**REQUIRED WORK:** Set every entry down again, unchanged, picture-free.

**Natural language region descriptions:**
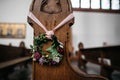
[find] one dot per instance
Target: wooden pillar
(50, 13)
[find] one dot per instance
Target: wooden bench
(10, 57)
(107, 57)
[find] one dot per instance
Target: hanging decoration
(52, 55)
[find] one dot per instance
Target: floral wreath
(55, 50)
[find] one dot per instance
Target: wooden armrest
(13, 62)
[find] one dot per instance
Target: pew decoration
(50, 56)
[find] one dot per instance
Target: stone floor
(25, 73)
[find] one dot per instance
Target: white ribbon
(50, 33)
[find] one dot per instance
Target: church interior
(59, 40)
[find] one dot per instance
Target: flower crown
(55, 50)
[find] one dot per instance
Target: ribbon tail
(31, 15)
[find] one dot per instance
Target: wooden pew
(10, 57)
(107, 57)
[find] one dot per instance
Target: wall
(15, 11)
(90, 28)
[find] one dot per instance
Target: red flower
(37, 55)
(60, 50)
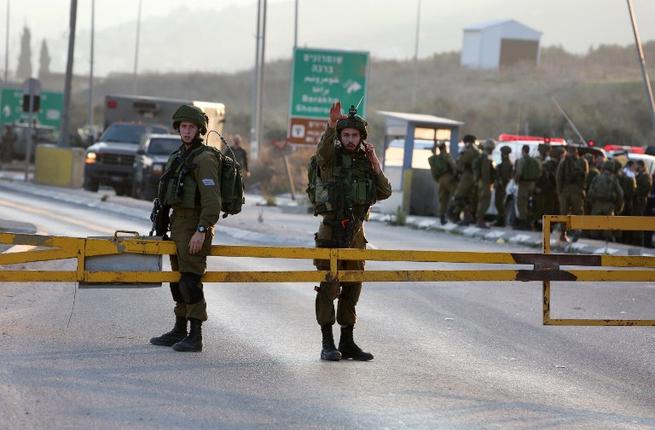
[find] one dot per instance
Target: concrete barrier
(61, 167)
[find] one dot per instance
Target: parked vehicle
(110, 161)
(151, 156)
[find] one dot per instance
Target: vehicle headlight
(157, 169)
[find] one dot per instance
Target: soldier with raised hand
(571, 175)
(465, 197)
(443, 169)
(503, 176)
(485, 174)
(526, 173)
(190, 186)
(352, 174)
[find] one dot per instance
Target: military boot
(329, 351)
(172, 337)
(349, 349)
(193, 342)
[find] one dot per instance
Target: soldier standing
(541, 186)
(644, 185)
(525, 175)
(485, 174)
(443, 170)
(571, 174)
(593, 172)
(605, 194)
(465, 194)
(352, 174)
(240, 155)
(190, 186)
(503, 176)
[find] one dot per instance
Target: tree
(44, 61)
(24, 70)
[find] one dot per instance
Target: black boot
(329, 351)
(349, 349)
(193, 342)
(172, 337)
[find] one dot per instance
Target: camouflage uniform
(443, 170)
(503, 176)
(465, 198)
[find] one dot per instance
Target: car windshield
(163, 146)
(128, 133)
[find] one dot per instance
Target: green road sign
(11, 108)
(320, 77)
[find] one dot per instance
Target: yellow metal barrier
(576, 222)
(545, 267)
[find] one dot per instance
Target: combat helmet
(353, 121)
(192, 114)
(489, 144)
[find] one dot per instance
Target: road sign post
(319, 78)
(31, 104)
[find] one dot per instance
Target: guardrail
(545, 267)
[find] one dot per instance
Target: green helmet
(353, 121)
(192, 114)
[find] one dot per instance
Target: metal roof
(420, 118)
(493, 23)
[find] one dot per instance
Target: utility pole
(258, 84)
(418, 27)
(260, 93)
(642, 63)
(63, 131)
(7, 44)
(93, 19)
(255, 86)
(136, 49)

**SOLUTION FOR THIS EXERCISE:**
[find] one dot per instance
Target: wooden pillar
(50, 13)
[find] one dot per instance
Target: wooden bench
(10, 57)
(107, 57)
[find] one dot per instance
Target: hanging decoration
(52, 55)
[find] one dot per instance
Target: floral wreath
(55, 50)
[find] one dot per instance
Target: wooden armrest
(13, 62)
[find] one dot per instance
Target: pew decoration
(50, 56)
[find] one dot per instance
Target: stone floor
(25, 73)
[find] one dot per instance
Target: white ribbon
(50, 33)
[find] one dot per instance
Target: church interior
(59, 40)
[find] one dot per instance
Target: flower crown
(55, 50)
[find] one dot per instance
Target: ribbon tail
(31, 15)
[find] one dot per instance
Target: wooden pew
(10, 57)
(107, 57)
[find] one dot per instance
Target: wall
(15, 11)
(90, 28)
[find] one dot per instance
Target: red flower
(37, 55)
(60, 50)
[find] one dot per instance
Target: concrete barrier
(61, 167)
[find] one dot per instance
Target: parked vehicle
(110, 161)
(151, 156)
[find] one dot per instance
Target: vehicle headlight
(157, 169)
[find] one dot per instance
Target: soldier with raised hand
(571, 175)
(465, 197)
(443, 169)
(503, 176)
(485, 174)
(526, 173)
(190, 186)
(352, 174)
[find] one dot per instance
Target: military boot
(329, 351)
(172, 337)
(349, 349)
(193, 342)
[find] one dot per instance
Target: soldier standing
(541, 186)
(644, 185)
(525, 175)
(485, 174)
(443, 170)
(571, 174)
(593, 172)
(605, 194)
(465, 194)
(352, 174)
(240, 155)
(190, 186)
(503, 176)
[find] one dot per instance
Target: tree
(44, 61)
(24, 70)
[find] one dot per instance
Target: black boot
(329, 351)
(349, 349)
(193, 342)
(172, 337)
[find] one dot per instance
Target: camouflage uniform
(443, 170)
(503, 176)
(465, 198)
[find] one dot per instance
Target: car windshield
(163, 146)
(128, 133)
[find] one dot per instance
Target: green road sign
(11, 108)
(320, 77)
[find] one dot per instance
Target: yellow metal barrier
(576, 222)
(545, 267)
[find] one dot per instance
Target: combat helmet
(353, 121)
(192, 114)
(489, 144)
[find] one dot per instance
Target: road sign post
(319, 78)
(31, 104)
[find] one dot per instance
Target: guardrail
(545, 267)
[find] one dot per instance
Target: green helmet
(353, 121)
(192, 114)
[find] one dot per instance
Target: metal roof
(420, 118)
(493, 23)
[find] one dot per instance
Target: utility pole
(258, 84)
(418, 27)
(260, 93)
(642, 63)
(63, 131)
(7, 44)
(93, 19)
(255, 86)
(136, 49)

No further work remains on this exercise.